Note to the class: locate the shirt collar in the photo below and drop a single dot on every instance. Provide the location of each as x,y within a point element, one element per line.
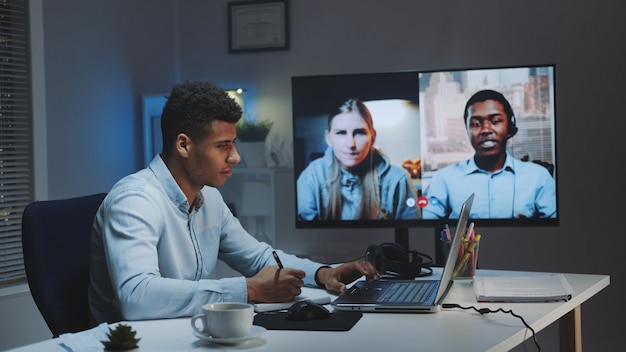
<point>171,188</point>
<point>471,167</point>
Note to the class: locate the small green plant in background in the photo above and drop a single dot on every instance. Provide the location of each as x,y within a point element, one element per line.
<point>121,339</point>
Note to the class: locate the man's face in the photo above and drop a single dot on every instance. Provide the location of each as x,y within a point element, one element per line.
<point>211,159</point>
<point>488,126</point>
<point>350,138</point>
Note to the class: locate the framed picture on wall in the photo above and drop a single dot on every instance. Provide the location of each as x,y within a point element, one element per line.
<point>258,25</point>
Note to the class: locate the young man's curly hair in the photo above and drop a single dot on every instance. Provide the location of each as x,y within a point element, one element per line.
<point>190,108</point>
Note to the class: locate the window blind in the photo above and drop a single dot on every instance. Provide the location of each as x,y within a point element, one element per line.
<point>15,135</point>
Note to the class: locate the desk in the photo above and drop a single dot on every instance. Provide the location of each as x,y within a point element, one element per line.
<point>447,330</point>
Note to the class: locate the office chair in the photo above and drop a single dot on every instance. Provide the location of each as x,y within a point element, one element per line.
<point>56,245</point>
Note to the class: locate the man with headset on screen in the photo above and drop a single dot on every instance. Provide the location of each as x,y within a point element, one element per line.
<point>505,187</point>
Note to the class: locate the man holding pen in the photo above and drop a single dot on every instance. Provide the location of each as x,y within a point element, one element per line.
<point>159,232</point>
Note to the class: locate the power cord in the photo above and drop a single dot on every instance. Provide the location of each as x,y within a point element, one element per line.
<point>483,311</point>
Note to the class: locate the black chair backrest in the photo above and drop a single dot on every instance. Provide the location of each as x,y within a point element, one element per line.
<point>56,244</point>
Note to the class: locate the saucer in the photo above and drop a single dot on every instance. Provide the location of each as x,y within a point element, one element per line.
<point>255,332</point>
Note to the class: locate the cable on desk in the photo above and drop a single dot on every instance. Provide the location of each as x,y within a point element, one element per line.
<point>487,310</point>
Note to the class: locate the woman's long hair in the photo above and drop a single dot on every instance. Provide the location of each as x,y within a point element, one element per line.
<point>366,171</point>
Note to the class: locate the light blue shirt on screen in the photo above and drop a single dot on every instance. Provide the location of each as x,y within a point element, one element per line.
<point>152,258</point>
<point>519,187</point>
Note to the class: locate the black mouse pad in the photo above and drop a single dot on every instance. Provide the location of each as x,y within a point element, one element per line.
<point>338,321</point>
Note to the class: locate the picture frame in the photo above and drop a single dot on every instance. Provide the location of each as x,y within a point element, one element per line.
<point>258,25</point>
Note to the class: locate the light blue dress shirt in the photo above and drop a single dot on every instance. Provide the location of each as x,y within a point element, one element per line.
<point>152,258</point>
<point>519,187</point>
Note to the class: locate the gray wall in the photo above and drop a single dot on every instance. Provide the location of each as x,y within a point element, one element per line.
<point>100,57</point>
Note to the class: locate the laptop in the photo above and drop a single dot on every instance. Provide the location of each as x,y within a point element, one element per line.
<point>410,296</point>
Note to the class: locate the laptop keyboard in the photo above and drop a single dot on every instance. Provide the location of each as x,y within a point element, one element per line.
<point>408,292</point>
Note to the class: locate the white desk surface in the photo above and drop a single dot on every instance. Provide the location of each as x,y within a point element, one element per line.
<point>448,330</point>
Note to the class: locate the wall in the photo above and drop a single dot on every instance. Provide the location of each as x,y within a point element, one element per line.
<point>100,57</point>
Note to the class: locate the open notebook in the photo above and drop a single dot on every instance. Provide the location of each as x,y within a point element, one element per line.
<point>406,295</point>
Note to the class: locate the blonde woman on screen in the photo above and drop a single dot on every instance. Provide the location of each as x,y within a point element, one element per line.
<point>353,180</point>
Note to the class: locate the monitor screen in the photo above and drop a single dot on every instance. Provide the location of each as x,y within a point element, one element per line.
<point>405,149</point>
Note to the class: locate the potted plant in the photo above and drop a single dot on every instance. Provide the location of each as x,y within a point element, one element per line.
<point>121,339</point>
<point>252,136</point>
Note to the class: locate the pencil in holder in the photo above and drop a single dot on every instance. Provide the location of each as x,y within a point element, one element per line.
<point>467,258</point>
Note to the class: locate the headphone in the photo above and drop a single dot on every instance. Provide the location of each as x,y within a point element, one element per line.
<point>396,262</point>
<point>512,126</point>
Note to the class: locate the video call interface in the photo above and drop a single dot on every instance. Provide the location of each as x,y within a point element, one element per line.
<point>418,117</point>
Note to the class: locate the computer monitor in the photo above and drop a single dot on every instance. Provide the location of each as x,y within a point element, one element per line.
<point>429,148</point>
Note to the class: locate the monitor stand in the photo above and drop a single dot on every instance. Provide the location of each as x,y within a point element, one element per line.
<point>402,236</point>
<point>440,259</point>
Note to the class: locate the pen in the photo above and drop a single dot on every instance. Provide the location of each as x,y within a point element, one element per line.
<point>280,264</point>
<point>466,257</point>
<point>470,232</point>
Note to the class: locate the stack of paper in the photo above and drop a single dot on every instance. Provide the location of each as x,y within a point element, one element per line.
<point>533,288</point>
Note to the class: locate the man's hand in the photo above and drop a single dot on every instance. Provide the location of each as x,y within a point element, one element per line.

---*---

Above are the records; reproduce them exactly and leave out the pictures.

### WRITTEN ANSWER
Note to the class: locate the shirt collar in the photo below and drop a single dot on every instance. Provide the location of each as x,y within a point element, one element per line.
<point>171,188</point>
<point>471,167</point>
Note to the class: locate the small green plant in background in the photo above and drop a single dot on every instance. Provide the location of each as x,y within a point element, one element per line.
<point>121,339</point>
Note to the class: locate the man's face in the photo above and drop a single dot on every instance. Provide the location of each as x,y within a point element, one element per line.
<point>211,159</point>
<point>488,126</point>
<point>350,138</point>
Note to the class: locate the framed picture on wall in the photo above and drop a single dot on every instance. Provide the location of each as x,y within a point element, one element per line.
<point>258,25</point>
Note to the class: locate the young man's curly hair in the photo above and drop a single dot on every instance. Provide the location of each as x,y within a point element, one element per line.
<point>190,108</point>
Note to the class: locate the window blind in the photo above and drop a single dot on every instance. Provide the location of each as x,y within a point element, one element per line.
<point>15,135</point>
Note to the class: locate the desk in the photo above and drop a single dot on every instance. Provide the location of each as x,y within a point element, one element per line.
<point>447,330</point>
Note to the class: locate the office chair in the photo above and drop a single dot on every instance. Provide the location of each as x,y within a point element, one element per line.
<point>56,245</point>
Note to the class: locate the man with headset on screen in the photo above and drop a single dot on every instance. Provide the location of each as x,y within a point element, one element per line.
<point>505,187</point>
Note to the class: locate the man holding pen in the photo above and drop a single dot on every instance. Provide the location of each as x,y within a point element, one element per line.
<point>159,232</point>
Note to the class: locate the power cord in the photo above and drop a single dot on every instance. Provide the location of each as x,y within a point element, one element per line.
<point>483,311</point>
Note to the class: locate the black chair backrest in the photo above and drop a single dot on every instance. Provide the location of each as x,y within a point element, one element per line.
<point>56,244</point>
Note to the class: locate the saucer in the photo above and drop a single dot on every instance. Provide the location of each as x,y within a point element, one element per line.
<point>255,332</point>
Note to the class: locate the cable on desk in the photo above and drop a single dot on every instance. Provide the location of each as x,y within a point element, one element per line.
<point>487,310</point>
Note to the class: locate the woman's long hair in the photo above and drop a single dot on every instance. Provide the location of each as x,y within a point element, one element per line.
<point>366,171</point>
Note to the class: locate the light blue shirt on screen in the photo above and drop a single dot on every instance. Provide the location of each as x,y within a point element, one element per line.
<point>152,258</point>
<point>519,187</point>
Note to the class: locate the black mouse pad in the photo above and drop a single dot on every instance. Provide the location of each as x,y within a point element, one element per line.
<point>338,321</point>
Note to the class: locate the picture frame in the photo above and drop a single dot on every instance. Provide the location of each as x,y within a point element, one element per line.
<point>258,25</point>
Note to the class: locate the light blue dress shirt in the photo above and drop a single dot on every instance. Provide the location of each as x,y within a point element, one element per line.
<point>152,258</point>
<point>519,187</point>
Note to the class: locate the gray wall in the photo above and drop a single dot on every instance. Provide the location of each as x,y within a point element, one element per line.
<point>100,57</point>
Note to the class: locate the laptop in the photo above and drop a single dot on every instance. Provide the location of each as x,y within a point element, one element per line.
<point>410,296</point>
Note to the class: locate the laptop keyboard in the photo above and drop a single dot on every instance. Provide the location of each as x,y within a point element, one element per line.
<point>408,292</point>
Note to the class: locate the white desk surface in the photo above and drop a single dot on every instance. Provide the location of each as x,y within a point element, one element per line.
<point>448,330</point>
Note to the class: locate the wall in the photo above and drop a single dot on every instance. Provide the location of each as x,y within a point element, one element per line.
<point>100,57</point>
Note to the class: locate the open notebook in the photo above and drop a single dot on every instance. Provide the location of each as x,y within a point element, one element per line.
<point>406,295</point>
Note to the class: locate the blonde woman on screen in the photo above and drop a single dot on every instance. Provide the location of each as x,y within a point element, one element per line.
<point>353,180</point>
Note to the class: locate the monitor screen in the photo above and drop a single dot on every instance. Provide the location of each as x,y within a point element, one element per line.
<point>405,149</point>
Note to the class: locate the potted plant in the photo above and drop a single dot on every instance. Provide the location of each as x,y within a point element, one element per line.
<point>121,339</point>
<point>252,136</point>
Note to the class: locate the pencil in holder in the photo above and drop a single dot on every instance. Provide the location of each as x,y within a point element, one element per line.
<point>467,258</point>
Note to the class: locate the headphone in the photo above and drop a single dot on every instance. Provide the location of each as x,y within a point element, one element per line.
<point>396,262</point>
<point>512,126</point>
Note to the class: locate the video call interface in the photo above and drop a single dot on every instance. Provide the location of each as x,y within a point element, one element per line.
<point>418,117</point>
Note to the class: locate the computer monitor in the photo above and drop a single dot on every instance. Provide the location of each as x,y within a point element, one element per line.
<point>429,148</point>
Note to the class: locate the monitor stand in the photo above and drop a single dot on every instance. Provide the location of each as x,y within a point element, one element per line.
<point>402,236</point>
<point>440,259</point>
Note to the class: locate the pen in the photo above and drop a single dot on every instance. Provide the location of each as x,y within a point element, one element per line.
<point>280,264</point>
<point>466,257</point>
<point>470,232</point>
Note to the class: locate the stack of paper in the photo above and drop a single dot on every instance. Provide the location of each as x,y within a point element, one element per line.
<point>533,288</point>
Note to the class: locate the man's hand in the photo above and drop a single dot on every instance. Provide the location of each as x,y within a point element, one element per line.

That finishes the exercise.